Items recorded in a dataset

[BEGIN]

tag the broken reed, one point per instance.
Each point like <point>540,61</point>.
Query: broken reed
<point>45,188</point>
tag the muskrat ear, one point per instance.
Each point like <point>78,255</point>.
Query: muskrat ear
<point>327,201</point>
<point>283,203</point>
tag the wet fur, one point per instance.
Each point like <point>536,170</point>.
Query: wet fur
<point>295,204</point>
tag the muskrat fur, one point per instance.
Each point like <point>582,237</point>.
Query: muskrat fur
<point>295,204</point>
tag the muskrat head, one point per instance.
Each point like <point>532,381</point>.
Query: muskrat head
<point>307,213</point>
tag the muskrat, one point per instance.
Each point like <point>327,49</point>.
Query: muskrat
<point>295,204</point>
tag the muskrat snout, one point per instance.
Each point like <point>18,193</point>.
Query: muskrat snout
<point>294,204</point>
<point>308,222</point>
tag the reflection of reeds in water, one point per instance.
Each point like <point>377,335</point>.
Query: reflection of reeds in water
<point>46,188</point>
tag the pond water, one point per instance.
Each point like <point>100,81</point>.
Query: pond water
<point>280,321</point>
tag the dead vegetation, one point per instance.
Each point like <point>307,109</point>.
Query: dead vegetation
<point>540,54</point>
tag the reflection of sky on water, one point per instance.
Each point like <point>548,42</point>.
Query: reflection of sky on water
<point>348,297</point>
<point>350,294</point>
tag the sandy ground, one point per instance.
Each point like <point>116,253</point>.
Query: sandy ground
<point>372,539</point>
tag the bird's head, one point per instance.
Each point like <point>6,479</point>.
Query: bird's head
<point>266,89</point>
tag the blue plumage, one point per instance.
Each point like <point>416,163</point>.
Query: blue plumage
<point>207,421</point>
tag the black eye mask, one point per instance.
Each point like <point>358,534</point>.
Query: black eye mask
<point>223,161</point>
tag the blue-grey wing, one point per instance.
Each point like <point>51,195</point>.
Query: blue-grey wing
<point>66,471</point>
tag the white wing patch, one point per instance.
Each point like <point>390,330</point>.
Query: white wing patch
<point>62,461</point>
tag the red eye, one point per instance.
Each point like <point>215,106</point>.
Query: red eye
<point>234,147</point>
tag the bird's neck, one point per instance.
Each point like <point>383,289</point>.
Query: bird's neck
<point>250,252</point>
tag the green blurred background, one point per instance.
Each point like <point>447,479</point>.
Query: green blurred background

[END]

**Stated goal:** Copy all of the records above word for word.

**The result:**
tag the broken reed, one point per instance.
Each point like <point>540,61</point>.
Query: broken reed
<point>45,188</point>
tag the muskrat ear, one point per instance.
Each point like <point>78,255</point>.
Query: muskrat ear
<point>327,201</point>
<point>283,203</point>
tag the wet fur, one point per instance.
Each point like <point>536,170</point>.
Query: wet fur
<point>295,204</point>
tag the muskrat fur, one point per instance.
Each point like <point>582,237</point>.
Query: muskrat fur
<point>295,204</point>
tag the muskrat head, one point per instance.
Each point like <point>532,381</point>.
Query: muskrat head
<point>307,213</point>
tag the muskrat, one point per instance.
Each point like <point>327,49</point>.
Query: muskrat
<point>295,204</point>
tag the muskrat snout, one point per instance.
Each point like <point>18,193</point>.
Query: muskrat snout
<point>294,204</point>
<point>308,222</point>
tag the reflection of reeds in water, one point per instance.
Each point like <point>377,335</point>.
Query: reflection of reeds in water
<point>46,188</point>
tag the pond water, one point per instance.
Each point like <point>100,81</point>.
Query: pond water
<point>280,321</point>
tag the dead vegetation, one point per instance.
Each point like <point>307,109</point>.
Query: dead vegetation
<point>540,54</point>
tag the reflection of sky on water, one point per instance.
Each point like <point>548,42</point>.
Query: reflection of sky on water
<point>348,297</point>
<point>350,294</point>
tag the sandy ground, one point per instance.
Each point like <point>116,253</point>.
Query: sandy ground
<point>372,539</point>
tag the bird's head, one point per instance.
Each point like <point>6,479</point>.
Query: bird's head
<point>266,89</point>
tag the blue plumage, one point per instance.
Each point like <point>416,163</point>.
Query: blue plumage
<point>207,421</point>
tag the black eye mask, one point per instance.
Each point like <point>358,534</point>.
Query: black eye mask
<point>223,161</point>
tag the blue-grey wing, one point per instance.
Each point like <point>51,195</point>.
Query: blue-grey wing
<point>66,471</point>
tag the white wing patch, one point per instance.
Each point like <point>390,330</point>.
Query: white wing patch
<point>62,461</point>
tag the red eye, one point per instance.
Each point like <point>215,106</point>.
Query: red eye
<point>234,147</point>
tag the bird's neck, one point per instance.
Each point like <point>383,289</point>.
Query: bird's neck
<point>250,252</point>
tag the green blurred background, one point per instance.
Each point like <point>447,479</point>.
Query: green blurred background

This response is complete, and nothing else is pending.